[Location labeling records]

——————————

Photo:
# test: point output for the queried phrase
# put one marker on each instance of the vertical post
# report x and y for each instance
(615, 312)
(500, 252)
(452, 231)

——————————

_TASK STATEMENT_
Can you reproduce the data above, substituting "upright pole" for "vertical post" wherever it occurs and leaving everything else unchanged?

_TASK RESULT_
Photo:
# test: point output for the queried phrase
# put one marker on each instance of the upright pole
# report x and y for each instance
(615, 312)
(500, 252)
(452, 231)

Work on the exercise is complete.